• **Task requirements**
Leave every image out, and print the remaining lines below exactly.

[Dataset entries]
*** Begin section ***

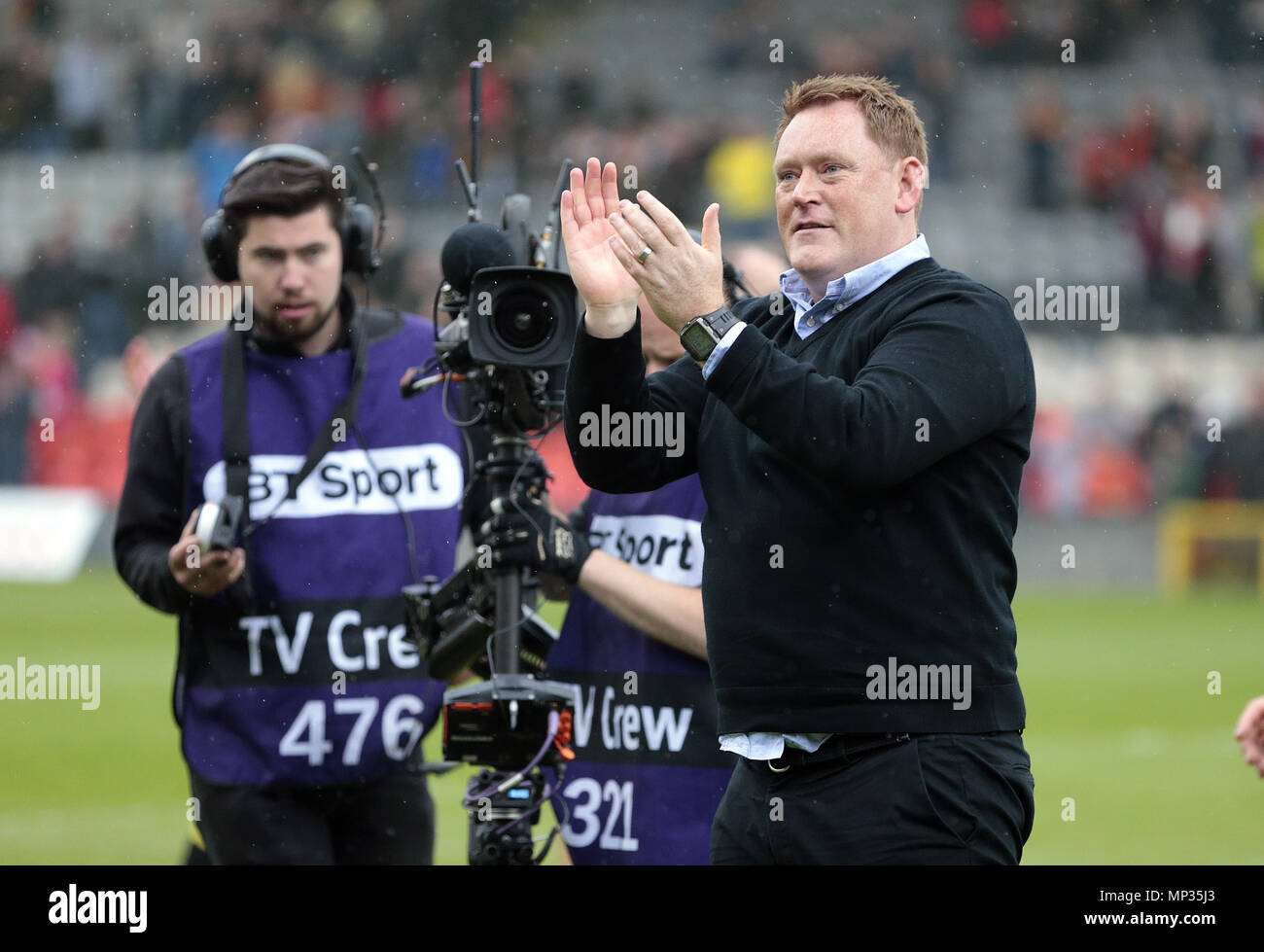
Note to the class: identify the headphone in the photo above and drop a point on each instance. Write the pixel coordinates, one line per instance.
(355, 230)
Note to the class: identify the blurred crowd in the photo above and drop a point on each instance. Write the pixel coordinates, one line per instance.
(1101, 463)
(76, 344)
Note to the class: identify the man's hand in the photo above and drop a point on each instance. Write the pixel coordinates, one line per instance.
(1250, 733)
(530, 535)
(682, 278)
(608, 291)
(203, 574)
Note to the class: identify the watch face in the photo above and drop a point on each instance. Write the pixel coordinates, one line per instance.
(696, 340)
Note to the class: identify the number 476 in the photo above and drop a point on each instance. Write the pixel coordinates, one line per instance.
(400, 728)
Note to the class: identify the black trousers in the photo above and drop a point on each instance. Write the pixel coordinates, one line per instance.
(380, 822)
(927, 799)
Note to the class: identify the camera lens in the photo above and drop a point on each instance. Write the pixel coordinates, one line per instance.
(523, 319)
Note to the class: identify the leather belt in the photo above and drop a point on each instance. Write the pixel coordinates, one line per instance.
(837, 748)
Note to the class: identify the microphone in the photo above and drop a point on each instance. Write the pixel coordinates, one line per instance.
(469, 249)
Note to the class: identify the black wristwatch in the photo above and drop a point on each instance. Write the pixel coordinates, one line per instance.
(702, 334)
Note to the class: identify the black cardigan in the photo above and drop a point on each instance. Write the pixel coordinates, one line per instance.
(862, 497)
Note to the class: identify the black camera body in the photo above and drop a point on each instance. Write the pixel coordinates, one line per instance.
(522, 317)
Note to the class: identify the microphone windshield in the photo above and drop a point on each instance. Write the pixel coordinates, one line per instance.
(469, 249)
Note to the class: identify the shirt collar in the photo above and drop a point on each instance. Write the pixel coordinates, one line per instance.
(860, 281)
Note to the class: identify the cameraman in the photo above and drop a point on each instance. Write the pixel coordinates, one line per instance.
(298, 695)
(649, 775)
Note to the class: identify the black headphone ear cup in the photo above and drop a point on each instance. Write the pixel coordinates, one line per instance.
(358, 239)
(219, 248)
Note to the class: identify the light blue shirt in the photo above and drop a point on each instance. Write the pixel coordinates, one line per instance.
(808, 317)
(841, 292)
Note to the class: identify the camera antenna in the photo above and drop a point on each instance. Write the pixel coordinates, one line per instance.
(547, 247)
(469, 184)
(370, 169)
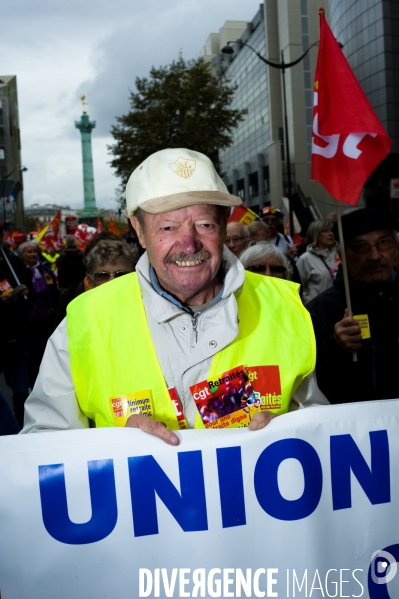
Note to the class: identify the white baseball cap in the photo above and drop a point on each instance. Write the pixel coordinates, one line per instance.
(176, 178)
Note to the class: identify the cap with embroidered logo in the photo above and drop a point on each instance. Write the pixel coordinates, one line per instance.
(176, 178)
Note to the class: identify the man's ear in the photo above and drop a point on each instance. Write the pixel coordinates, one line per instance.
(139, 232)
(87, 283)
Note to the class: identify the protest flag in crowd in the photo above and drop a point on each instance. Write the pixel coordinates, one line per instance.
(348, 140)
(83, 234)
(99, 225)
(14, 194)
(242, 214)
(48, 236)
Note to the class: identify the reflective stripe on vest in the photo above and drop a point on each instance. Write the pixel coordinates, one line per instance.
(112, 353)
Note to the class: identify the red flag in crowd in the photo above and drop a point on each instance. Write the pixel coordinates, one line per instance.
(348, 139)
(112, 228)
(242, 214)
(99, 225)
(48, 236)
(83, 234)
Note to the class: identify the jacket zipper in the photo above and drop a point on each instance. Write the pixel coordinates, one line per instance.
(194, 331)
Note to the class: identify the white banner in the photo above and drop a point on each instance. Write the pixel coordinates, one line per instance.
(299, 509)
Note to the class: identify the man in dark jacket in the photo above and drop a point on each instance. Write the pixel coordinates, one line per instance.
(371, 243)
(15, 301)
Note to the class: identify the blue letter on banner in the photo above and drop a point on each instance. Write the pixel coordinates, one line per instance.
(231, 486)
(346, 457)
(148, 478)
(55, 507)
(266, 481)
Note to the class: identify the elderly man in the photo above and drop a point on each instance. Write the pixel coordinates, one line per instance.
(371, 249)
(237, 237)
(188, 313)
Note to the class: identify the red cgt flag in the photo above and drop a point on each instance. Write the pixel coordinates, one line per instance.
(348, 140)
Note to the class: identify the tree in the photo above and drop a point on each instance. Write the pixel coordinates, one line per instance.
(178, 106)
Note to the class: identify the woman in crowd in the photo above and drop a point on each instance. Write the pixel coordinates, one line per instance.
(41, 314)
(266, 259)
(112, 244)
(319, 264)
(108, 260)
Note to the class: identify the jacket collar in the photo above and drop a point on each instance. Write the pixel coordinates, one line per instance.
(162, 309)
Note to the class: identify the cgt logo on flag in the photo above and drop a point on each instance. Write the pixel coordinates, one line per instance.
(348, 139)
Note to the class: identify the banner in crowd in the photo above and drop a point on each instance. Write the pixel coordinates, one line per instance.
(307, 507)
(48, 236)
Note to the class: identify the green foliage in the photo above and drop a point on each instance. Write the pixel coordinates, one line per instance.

*** End section ***

• **Response to this task**
Note to the class: identify the headphone in the photo above and drop a point on each instance. Write the pixel coordinates, one line per instance.
(355, 230)
Note to the class: identify the blurred crowd in the photo above and drop a point on each instance. Write the pixel coordinates, one line per instance.
(1101, 463)
(76, 344)
Note to the class: identify the man's hand in the photo above and drop a point on each instance. Write the pixel coordinates, one line per instance.
(1250, 733)
(530, 535)
(682, 278)
(608, 291)
(203, 574)
Note to the class: identify the watch face in the photo above and drop a point on each instance. Write the pixel coordinates, one line per instance.
(696, 340)
Note to the class: identify the number 476 in the photo above and drop a point on each instance. Write the pixel coordinates, one line per instance.
(400, 728)
Note to the class: identify the black trousers in the photo above and drop a point on each instance. Write the pixel coordinates, one line per instance.
(380, 822)
(927, 799)
Note to the class: identify the camera lens in the photo above and drop a point on each instance. Write the pixel coordinates, one line per instance.
(523, 319)
Note to the class: identify the leather belt in the photo above and drop a point on each instance. Write the pixel coordinates, one line per instance.
(837, 748)
Note to the class: identify the microphone in the photo above and drop a point on each instance. Write the pixel coordinates, one line per instance.
(469, 249)
Note to the class: identify the black wristwatch in the photo above and drop a point on each instance. Write the pixel coordinates, one line per instance.
(702, 334)
Note to the class: identify the black cardigan in the photo above and drop a point on each instance. Write the pixel coordinates, one line per instance.
(862, 497)
Note to the class: identify the black camera body in the photo above and drop a point on each instance. Write the pixel coordinates, one line per instance.
(522, 317)
Note to the class: identify the microphone windshield in the photo above and drop a point on each instance. Write the pixel coordinates, one line per instance.
(469, 249)
Note to the class: identify the shirt collar in the photo above and drop a point on each instance. Write the pixel coordinates, one line per instance.
(860, 281)
Note to the class: identify the cameraman in the photo above and drop a point on each instance. Write the pixel coordinates, one line per instance.
(298, 695)
(649, 775)
Note to the class: identify the black headphone ear cup in the photo above and drop a point on each instance. Write the pixel coordinates, one line per instance.
(358, 239)
(219, 248)
Note to the class: identify the light blue shirt in the photo above and drop a point on each instance. Write the pixel coordinates, one line per instance.
(808, 317)
(841, 292)
Note to the class: identify the camera antenna in the photo above and drop a point on each instance. Write the pixel coordinates, one line per instance.
(547, 247)
(469, 184)
(370, 169)
Note to the class: identify the white baseball cap in the photo above and drop a point on each instance. Write the pixel coordinates, one line per instance.
(176, 178)
Note to the class: identify the cap with embroidered logo in the photo above and drop a point on each instance. Write the pixel coordinates, one line per instance.
(176, 178)
Note to the class: identify the man's ear in the photo above and drop a point on each instance. Write the pixel coordinates, one line per instance.
(139, 232)
(87, 283)
Note to the class: identify the protest flag in crowd in the photo above and drop a point on each instance. Write the pixel coordinates, one line per instance.
(348, 140)
(83, 234)
(99, 225)
(14, 194)
(242, 214)
(48, 236)
Note to the class: identify the reflective stripe on vest in the photo above and drop a point on each instance. Write the pixel coordinates, one line per instance.
(112, 353)
Note to the class: identify the red flag in crowd in the photo above and drop a point on each instance. Write the pixel coordinates, one line per instance.
(348, 139)
(112, 228)
(242, 214)
(99, 225)
(48, 236)
(83, 234)
Note to the class: identify the jacket zipper in the photo above and drop a point on each instance. Write the pixel coordinates, one line per instance.
(194, 331)
Note to the class: identify the white banner in the photo above and drop a point on each instance. Write the pixel coordinates, one line per instance.
(299, 509)
Note to the class: identify the man in dark jacket in the photo above and drop a point on each instance. Write the pixel coordinates, one line per instance.
(371, 243)
(15, 301)
Note to the class: identify the blue letter on banner in the photo above and drop a point on each instance. Write the pixel coordinates, one line per instance.
(231, 486)
(346, 457)
(148, 478)
(55, 507)
(266, 481)
Note to the class: identify the elderly man in the photo above and drop a point on each instance. Write the pixel coordinates, one line per instance.
(371, 249)
(237, 237)
(188, 313)
Note to the class: identify the red cgt flag in the photo above and drop a point on each instance. Write the pixel coordinates, one line per instance.
(348, 140)
Note to the class: identify the tree in the photo above and drop a point on each instance. Write the pixel coordinates, one line per instance.
(178, 106)
Note to the class: identify the woman in crowd in the photo above and drop a point on each instance. Write the pixel coordinates, one line per instance.
(41, 314)
(266, 259)
(112, 244)
(319, 264)
(108, 260)
Note to the class: identify the jacket collar in the photo above and drop a point on each instance. Write the pixel coordinates, one line per instance.
(162, 309)
Note to the class: identify the cgt logo on flag in the photo above and drop a point on each instance. Write the pixel coordinates, one line per instance.
(348, 139)
Note to the class: identify the banner in crowd in the photo above and drop a point on each instance. Write the pixel coordinates, one line per instance.
(307, 507)
(48, 236)
Note to the class: identify the green foliage in the photo above and drop a point on each instance. Write the pixel coordinates, one line per instance.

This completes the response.